*SELECTED PASSAGE:*
______

If there's been a seeming explosion of drift and slow swing at this World Cup, it may not necessarily be because these skills have been rediscovered, Malolan says. Instead, because wristspin and mystery spin had shunted them to the periphery of T20 cricket for a few years, fingerspinners weren't necessarily getting much of a chance to show off these skills.
"Ashwin for a long time has bowled [the arm ball]. Even the dismissal of Chris Gayle in the 2011 [IPL] final was a one-finger ball," Malolan says. "Shakib Al Hasan still bowls it. I don't know how much domestic cricket you watch, but the number of players who actually do it now is unbelievable.
"Akeal Hosein, we're seeing in the World Cup. He bowls the one-finger ball, he bowls the carrom also. There have been people who do it, it's just that those people haven't been playing. Now suddenly you have these guys bowl in the powerplay and swing it as much as Jimmy Anderson."
As the history of T20 has shown us, styles of bowling keep evolving with time, and as a response to external challenges. While the pitches in the UAE have allowed the inward, cramping angle to flourish, spinners have had to develop other modes of operation on flatter surfaces - the ball spinning away from a wide-ish line outside off stump, for instance, and ending up outside the batter's hitting arc.
In his pomp, Sunil Narine did this beautifully from over the wicket to left-handers - most famously while bowling a Super Over maiden back in 2014. Krunal Pandya takes a leaf out of the fast bowler's death-bowling playbook and uses the wide yorker liberally on flat pitches. And in the 2021 CPL, the Patriots offspinner Jon-Russ Jaggesar mostly went round the wicket against the right-handers, using that angle to exaggerate the away-drift of his undercutters and the away movement of his carrom ball.
Conditions at this World Cup haven't really forced fingerspinners to reach outside the box for these sorts of innovations, though Mark Watt's imaginative use of the crease was one exception. Had the Covid-19 pandemic not forced the tournament to move from India to the UAE, however, we might have seen a little more variety in approaches - or, on the flip side, fewer fingerspinners selected in the first place.
Which brings us to a fascinating question: Imad came into the Pakistan team at a time when they were playing all their home games in the UAE. What kind of a bowler might he have become had his game evolved in Pakistan?

______

[Entries drawn from a collection]
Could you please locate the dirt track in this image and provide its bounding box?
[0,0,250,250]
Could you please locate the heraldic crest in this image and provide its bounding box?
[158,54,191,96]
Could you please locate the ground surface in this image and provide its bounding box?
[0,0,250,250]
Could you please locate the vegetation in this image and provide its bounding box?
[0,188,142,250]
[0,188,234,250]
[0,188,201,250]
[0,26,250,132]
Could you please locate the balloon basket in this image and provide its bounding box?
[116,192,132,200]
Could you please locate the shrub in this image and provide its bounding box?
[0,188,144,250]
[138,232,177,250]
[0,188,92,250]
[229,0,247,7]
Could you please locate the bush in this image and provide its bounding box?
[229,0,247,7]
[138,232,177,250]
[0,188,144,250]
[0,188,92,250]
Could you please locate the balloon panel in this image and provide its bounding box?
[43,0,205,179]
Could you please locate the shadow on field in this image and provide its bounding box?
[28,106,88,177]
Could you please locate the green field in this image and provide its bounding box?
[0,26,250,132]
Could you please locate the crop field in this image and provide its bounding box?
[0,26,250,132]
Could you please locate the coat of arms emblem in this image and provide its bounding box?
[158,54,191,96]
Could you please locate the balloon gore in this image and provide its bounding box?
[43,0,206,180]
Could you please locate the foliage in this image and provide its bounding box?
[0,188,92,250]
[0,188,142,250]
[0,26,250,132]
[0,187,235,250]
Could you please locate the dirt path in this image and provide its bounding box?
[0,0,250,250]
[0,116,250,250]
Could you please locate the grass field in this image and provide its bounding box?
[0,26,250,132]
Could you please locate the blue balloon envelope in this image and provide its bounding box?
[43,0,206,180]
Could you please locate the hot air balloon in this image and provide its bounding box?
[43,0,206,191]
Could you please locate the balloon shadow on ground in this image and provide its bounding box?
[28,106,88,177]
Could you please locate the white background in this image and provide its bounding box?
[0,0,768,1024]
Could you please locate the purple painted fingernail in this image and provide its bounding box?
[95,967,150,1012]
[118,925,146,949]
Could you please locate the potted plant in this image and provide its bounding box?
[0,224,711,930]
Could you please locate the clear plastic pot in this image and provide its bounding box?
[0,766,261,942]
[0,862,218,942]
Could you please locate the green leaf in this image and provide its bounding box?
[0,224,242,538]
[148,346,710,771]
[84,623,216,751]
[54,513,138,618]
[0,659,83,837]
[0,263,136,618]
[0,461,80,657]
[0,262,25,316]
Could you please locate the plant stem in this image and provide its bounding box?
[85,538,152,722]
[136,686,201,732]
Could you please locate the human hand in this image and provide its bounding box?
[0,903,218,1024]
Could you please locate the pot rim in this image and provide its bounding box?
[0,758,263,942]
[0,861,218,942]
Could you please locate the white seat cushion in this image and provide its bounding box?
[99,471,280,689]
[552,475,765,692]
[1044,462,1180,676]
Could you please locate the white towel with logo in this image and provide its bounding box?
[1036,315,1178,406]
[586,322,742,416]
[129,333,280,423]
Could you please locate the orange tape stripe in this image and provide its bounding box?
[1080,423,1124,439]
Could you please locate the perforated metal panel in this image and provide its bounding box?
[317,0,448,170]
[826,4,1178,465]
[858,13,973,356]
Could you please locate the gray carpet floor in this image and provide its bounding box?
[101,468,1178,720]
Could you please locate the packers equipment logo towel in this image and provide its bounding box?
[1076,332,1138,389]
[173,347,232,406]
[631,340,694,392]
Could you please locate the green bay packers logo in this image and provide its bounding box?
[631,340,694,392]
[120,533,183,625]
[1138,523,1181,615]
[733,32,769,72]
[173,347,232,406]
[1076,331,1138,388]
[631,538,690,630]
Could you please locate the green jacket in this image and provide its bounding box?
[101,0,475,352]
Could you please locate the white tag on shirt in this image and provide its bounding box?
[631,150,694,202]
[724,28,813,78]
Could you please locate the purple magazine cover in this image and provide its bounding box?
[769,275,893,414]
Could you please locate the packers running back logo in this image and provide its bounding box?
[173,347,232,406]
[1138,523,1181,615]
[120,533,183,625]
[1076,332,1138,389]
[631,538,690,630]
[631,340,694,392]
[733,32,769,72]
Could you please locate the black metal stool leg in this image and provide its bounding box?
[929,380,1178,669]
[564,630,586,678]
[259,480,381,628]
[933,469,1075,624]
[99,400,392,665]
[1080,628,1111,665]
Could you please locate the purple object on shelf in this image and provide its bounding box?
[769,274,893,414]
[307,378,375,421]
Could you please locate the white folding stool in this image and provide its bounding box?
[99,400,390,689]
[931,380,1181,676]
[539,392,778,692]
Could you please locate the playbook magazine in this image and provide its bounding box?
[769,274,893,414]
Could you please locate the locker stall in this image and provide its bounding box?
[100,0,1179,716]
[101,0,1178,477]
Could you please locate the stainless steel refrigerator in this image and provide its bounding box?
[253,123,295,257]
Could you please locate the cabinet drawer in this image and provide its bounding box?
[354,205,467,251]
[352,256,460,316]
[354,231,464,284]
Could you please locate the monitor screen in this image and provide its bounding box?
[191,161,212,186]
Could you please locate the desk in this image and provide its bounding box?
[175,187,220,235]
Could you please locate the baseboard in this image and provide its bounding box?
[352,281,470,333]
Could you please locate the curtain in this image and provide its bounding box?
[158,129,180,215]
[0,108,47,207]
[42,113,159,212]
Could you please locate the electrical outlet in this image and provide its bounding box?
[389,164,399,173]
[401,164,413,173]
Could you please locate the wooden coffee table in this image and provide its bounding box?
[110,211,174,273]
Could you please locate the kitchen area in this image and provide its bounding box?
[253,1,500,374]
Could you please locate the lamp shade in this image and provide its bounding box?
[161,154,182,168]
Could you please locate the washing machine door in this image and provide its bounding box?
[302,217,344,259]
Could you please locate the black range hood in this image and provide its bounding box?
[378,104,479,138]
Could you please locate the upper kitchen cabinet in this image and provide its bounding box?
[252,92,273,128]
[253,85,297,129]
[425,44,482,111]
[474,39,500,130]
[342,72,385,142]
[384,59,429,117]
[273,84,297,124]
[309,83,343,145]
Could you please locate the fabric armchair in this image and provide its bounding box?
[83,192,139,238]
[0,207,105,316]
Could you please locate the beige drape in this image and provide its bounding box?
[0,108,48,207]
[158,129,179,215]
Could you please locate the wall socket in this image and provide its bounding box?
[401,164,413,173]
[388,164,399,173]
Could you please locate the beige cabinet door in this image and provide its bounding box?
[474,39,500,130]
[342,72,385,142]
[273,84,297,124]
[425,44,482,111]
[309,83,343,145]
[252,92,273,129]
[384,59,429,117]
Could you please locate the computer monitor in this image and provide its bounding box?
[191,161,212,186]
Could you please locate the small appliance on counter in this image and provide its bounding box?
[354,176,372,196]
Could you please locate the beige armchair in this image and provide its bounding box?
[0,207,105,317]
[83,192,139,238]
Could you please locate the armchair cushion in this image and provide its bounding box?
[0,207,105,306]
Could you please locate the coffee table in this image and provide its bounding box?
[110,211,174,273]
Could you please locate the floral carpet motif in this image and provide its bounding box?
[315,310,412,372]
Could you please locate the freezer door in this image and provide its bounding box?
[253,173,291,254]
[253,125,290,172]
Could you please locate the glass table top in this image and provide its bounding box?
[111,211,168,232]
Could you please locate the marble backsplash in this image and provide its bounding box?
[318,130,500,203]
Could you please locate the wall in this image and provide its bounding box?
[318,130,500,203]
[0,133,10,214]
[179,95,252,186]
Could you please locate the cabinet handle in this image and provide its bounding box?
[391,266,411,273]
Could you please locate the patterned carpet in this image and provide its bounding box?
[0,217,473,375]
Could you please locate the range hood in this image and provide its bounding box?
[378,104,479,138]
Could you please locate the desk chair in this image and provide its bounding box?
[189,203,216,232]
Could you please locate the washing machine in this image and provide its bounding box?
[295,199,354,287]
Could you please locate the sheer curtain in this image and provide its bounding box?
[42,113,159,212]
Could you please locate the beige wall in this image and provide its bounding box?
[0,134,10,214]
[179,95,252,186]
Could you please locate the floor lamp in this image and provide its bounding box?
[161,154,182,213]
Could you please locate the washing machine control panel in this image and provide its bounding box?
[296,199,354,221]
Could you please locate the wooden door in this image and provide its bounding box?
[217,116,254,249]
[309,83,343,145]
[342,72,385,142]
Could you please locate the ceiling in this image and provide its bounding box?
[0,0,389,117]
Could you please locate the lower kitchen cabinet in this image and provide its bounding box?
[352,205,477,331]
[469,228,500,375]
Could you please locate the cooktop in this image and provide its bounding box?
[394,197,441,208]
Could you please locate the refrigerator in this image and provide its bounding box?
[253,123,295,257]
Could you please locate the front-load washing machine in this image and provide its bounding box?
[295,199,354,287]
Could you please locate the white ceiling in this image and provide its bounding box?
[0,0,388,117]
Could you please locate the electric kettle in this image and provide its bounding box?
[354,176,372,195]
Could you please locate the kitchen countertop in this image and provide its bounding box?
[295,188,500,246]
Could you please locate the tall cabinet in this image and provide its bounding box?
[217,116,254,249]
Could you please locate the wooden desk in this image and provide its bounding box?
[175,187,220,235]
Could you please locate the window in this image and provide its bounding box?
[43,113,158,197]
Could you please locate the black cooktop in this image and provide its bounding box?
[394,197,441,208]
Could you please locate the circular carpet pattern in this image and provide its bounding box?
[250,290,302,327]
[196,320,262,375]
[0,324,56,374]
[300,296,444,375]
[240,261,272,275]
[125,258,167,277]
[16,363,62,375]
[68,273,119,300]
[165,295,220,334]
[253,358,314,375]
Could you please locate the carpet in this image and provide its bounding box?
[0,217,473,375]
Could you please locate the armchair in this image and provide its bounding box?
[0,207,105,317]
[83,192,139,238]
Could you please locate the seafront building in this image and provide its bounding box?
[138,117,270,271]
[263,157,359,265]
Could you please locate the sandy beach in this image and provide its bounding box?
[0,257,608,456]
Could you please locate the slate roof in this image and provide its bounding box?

______

*WHAT YOU WILL DO:*
• a. Retype the part of the passage about fingerspinners between "As the history" and "batter's hitting arc.", inclusive.
• b. In the passage about fingerspinners, which team did offspinner Jon-Russ Jaggesar play for in the 2021 CPL?
• c. Translate this sentence from the passage about fingerspinners into Spanish: "Krunal Pandya takes a leaf out of the fast bowler's death-bowling playbook and uses the wide yorker liberally on flat pitches."

*WRITTEN RESPONSES:*
• a.
As the history of T20 has shown us, styles of bowling keep evolving with time, and as a response to external challenges. While the pitches in the UAE have allowed the inward, cramping angle to flourish, spinners have had to develop other modes of operation on flatter surfaces - the ball spinning away from a wide-ish line outside off stump, for instance, and ending up outside the batter's hitting arc.

• b. The Patriots.

• c. Krunal Pandya toma prestado del manual de los lanzadores rápidos para los overs finales y usa el yorker abierto con generosidad en pistas planas.